Stated goal A:
Show each line in the rows below that contains the string "prompt".
## Begin Source
However, I’m concerned about three confusions at the heart of Tullian’s book.
- The confusion between justification and sanctification
- The confusion between personal experience and universal experience
- The confusion between standing with God and enjoyment of God
I’ll deal with the first confusion today and the others in the next couple of days.
I do believe there is a fundamental confusion in this book between justification and sanctification. More specifically, the confusion is between justification and the outworkings of sanctification (not the basis or beginnings of it).
I doubt anyone could do a better job of explaining justification and its benefits as Tullian. Also, as I’ve said above, Tullian is very clear on the need to found or base sanctification on justification. Instead of beginning with “I resolve…” we must begin by igniting the rocket fuel of justification.
However, it’s when Tullian lifts off the rocket launcher and into the realm of what sanctification looks like in ordinary everyday life that confusion begins to arise.
Maybe I can sum up my concerns by highlighting a phrase in the Shorter Catechism’s unrivalled definition of sanctification (which I would imagine Tullian’s church also adheres to).
Sanctification is the work of God’s free grace, whereby we are renewed in the whole man, after the image of God, and are enabled more and more to die unto sin, and live unto righteousness.
The work of God’s free grace in us enables us to die to sin and live to righteousness. In contrast to justification, which is accomplished for us with no reference to what we’ve done or not done, sanctification involves our not doing certain things and doing certain things, all by God’s enabling grace.
The problem in Tullian’s book is that he keeps sliding from sanctification to justification. For example, here he is writing about a wrong view of sanctification, but ends up saying things that are only true about justification.
I used to think that growing as a Christian meant I had to somehow go out and obtain the qualities and attitudes I was lacking. To really mature, I needed to find a way to get more joy, more patience, more faithfulness, and so on. Then I came to the shattering realization that this isn’t what the Bible teaches, and it isn’t the gospel. What the Bible teaches is that we mature as we come to a greater realization of what we already have in Christ. The gospel, in fact, transforms us precisely because it’s not itself a message about our internal transformation but about Christ’s external substitution. We desperately need an advocate, mediator, and friend. But what we need most is a substitute—someone who has done for us and secured for us what we could never do and secure for ourselves. (94, Kindle Edition)
I agree that the Gospel is certainly a message about Christ’s external substitution. But it does not stop there. The Gospel is also a message about internal transformation (a major part of sanctification). Christ saves us from our sins objectively and subjectively, from the penalty of sin and the presence of sin.
In this next excerpt, Tullian says that Christian growth (sanctification) is looking away from self and looking to Jesus and His performance for us. But is that the whole of sanctification? It’s certainly the essence of justifying faith, and the beginning of sanctifying growth. But it’s not the whole of growth, it’s not the sum of sanctification.
The hard work of Christian growth, therefore, is to think less of ourselves and our performance and more of Jesus and his performance for us. Ironically, when we focus mostly on our need to get better, we actually get worse. We become neurotic and self-absorbed. Preoccupation with our effort instead of with God’s effort for us makes us increasingly self-centered and morbidly introspective. (95)
## End Source
## Begin Data for processing
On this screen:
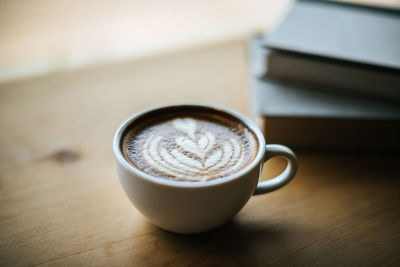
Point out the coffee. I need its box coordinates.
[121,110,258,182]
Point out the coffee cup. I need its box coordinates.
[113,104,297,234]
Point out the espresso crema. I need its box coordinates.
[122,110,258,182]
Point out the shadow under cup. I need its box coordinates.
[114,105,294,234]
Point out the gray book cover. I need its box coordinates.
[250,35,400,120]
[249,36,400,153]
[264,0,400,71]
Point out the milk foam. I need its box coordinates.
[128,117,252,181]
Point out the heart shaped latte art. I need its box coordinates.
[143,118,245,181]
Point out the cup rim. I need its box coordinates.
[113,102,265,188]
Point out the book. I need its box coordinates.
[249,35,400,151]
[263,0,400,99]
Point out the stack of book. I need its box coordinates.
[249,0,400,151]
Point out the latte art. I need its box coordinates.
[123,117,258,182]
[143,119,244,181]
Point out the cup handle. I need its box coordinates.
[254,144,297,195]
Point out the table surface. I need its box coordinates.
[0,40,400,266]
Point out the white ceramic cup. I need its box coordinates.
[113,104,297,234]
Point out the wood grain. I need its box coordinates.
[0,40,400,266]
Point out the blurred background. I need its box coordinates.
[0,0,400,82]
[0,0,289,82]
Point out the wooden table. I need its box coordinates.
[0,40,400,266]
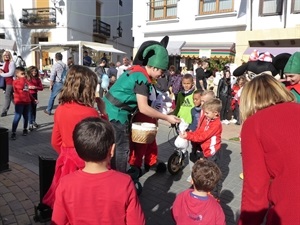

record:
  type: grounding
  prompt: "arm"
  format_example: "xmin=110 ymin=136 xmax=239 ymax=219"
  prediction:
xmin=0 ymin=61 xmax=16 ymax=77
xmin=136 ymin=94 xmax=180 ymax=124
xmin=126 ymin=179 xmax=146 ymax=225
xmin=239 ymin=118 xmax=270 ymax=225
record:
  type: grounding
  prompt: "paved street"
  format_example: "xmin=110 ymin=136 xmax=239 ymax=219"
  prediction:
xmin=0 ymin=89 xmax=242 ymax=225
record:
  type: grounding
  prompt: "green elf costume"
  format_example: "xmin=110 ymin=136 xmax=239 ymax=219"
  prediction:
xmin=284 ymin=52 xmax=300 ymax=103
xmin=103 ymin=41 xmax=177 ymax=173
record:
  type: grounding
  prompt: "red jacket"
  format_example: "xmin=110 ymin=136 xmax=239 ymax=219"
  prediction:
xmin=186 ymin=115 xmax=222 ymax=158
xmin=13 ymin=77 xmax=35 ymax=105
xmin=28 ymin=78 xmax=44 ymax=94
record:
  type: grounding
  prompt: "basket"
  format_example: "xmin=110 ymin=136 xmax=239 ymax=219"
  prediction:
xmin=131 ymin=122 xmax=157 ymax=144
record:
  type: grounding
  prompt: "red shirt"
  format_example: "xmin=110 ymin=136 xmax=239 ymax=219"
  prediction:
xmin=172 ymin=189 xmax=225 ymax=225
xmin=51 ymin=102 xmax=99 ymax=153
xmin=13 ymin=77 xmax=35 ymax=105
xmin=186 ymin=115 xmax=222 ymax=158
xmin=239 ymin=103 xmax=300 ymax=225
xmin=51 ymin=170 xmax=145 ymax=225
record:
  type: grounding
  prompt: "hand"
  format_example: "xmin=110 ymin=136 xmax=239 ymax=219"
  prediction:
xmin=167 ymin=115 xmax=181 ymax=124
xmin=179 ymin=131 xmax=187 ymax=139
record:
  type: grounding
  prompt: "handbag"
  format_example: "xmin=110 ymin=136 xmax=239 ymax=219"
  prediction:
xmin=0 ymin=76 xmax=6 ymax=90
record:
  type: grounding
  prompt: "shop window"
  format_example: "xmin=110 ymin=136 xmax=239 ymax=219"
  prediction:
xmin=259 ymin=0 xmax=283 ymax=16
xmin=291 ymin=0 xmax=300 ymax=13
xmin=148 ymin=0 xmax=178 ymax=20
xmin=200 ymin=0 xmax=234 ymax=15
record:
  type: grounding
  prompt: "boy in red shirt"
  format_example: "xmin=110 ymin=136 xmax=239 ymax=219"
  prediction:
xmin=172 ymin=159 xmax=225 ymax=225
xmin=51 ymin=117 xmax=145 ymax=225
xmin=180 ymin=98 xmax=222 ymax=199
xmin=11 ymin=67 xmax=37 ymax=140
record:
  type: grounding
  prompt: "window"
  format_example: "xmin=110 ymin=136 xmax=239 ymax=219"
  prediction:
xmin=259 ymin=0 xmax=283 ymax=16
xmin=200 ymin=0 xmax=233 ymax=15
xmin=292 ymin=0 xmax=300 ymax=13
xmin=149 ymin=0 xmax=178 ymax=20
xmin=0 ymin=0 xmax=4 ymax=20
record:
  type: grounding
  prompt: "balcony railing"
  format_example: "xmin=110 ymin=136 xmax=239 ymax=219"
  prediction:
## End Data for processing
Stated goal B:
Repeat the passage on justification and sanctification above word for word, from "I do believe" up to and including "begins to arise.".

Complete output A:
  prompt: "arm"
  prompt: "paved street"
  prompt: "green elf costume"
  prompt: "red jacket"
  prompt: "basket"
  prompt: "red shirt"
  prompt: "hand"
  prompt: "handbag"
  prompt: "shop window"
  prompt: "boy in red shirt"
  prompt: "window"
  prompt: "balcony railing"

Complete output B:
I do believe there is a fundamental confusion in this book between justification and sanctification. More specifically, the confusion is between justification and the outworkings of sanctification (not the basis or beginnings of it).
I doubt anyone could do a better job of explaining justification and its benefits as Tullian. Also, as I’ve said above, Tullian is very clear on the need to found or base sanctification on justification. Instead of beginning with “I resolve…” we must begin by igniting the rocket fuel of justification.
However, it’s when Tullian lifts off the rocket launcher and into the realm of what sanctification looks like in ordinary everyday life that confusion begins to arise.